CROSS-REFERENCE TO RELATED APPLICATIONS

The present invention claims priority from U.S. Patent Application No. 61/239,112 filed Sep. 2, 2009, which is incorporated herein by reference for all purposes.

FIELD OF THE INVENTION

This invention relates to a method and system for storing energy during times when the cost of electricity is below or equal to an average cost or a first cost, and to utilizing the stored energy during times when electricity is above an average cost or the first cost; and more particularly to an automated system that provides a concentration difference between two solutions and utilizes that concentration difference to provide electricity in high demand periods.

BACKGROUND OF THE INVENTION

It is difficult to alter the supply of electricity from an electricity distribution grid to adapt to changes in local demand. One solution is to store energy locally during periods of low demand and use the stored energy to produce power during periods of high demand, allowing the overall supply to be relatively constant. However it is difficult to store energy on the scale required, which may be of the order of gigaWatt hours. The most practical available method is to pump water into an elevated reservoir to store energy as hydraulic head, and recover it by allowing the water to fall back through hydroturbines. Hydroturbines that can also act as pumps have been developed for the purpose.

Places where energy storage is required may not have suitable topology for the construction of a large elevated water reservoir. To address this difficulty it has been proposed to place the reservoir in an excavated underground cavern, and to supply it with surface water to generate power, the water being pumped back to the surface in low demand periods. Very large and costly mining operations are required, as the caverns must be placed hundreds of metres underground. Such installations require economics of scale and are suitable only for very large power storage requirements. Their use is constrained by the geology of the area, since not all rock types will allow such an installation. Both methods of using hydraulic head for energy storage require long planning times and large capital investment.

#### [WHAT IS EXPECTED]
Write the next paragraph of the energy-storage passage, picking up right after its final sentence.

#### [AVAILABLE DATA]
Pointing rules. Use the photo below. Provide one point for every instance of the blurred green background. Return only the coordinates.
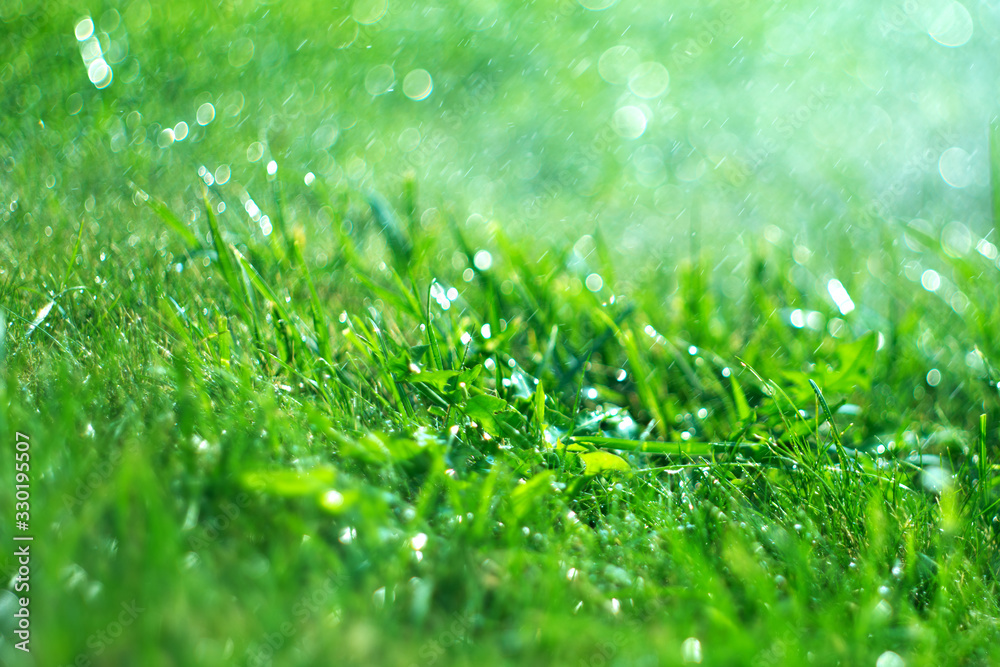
(654, 120)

#### [OUTPUT]
It has come to be understood that significant amounts of energy can be captured in the form of differences of solution concentration and converted into electrical energy. Concentration differences are created in nature when fresh water is evaporated from the oceans and delivered to land areas. Fresh and salt water, which are saline solutions of differing concentration, come into proximity at the mouths of rivers. The salinity difference between them constitutes a chemical potential that can provide significant energy generation. Methods and means of generating electrical power from the difference in concentration of two solutions include pressure-retarded osmosis, (PRO)—(Loeb, U.S. Pat. No. 3,906,250), reverse electrodialysis, (RED)—(Loeb, U.S. Pat. No. 4,171,409) and capacitive generation (D. Brogioli—Phys Rev Lett. 102,058501, (2009)).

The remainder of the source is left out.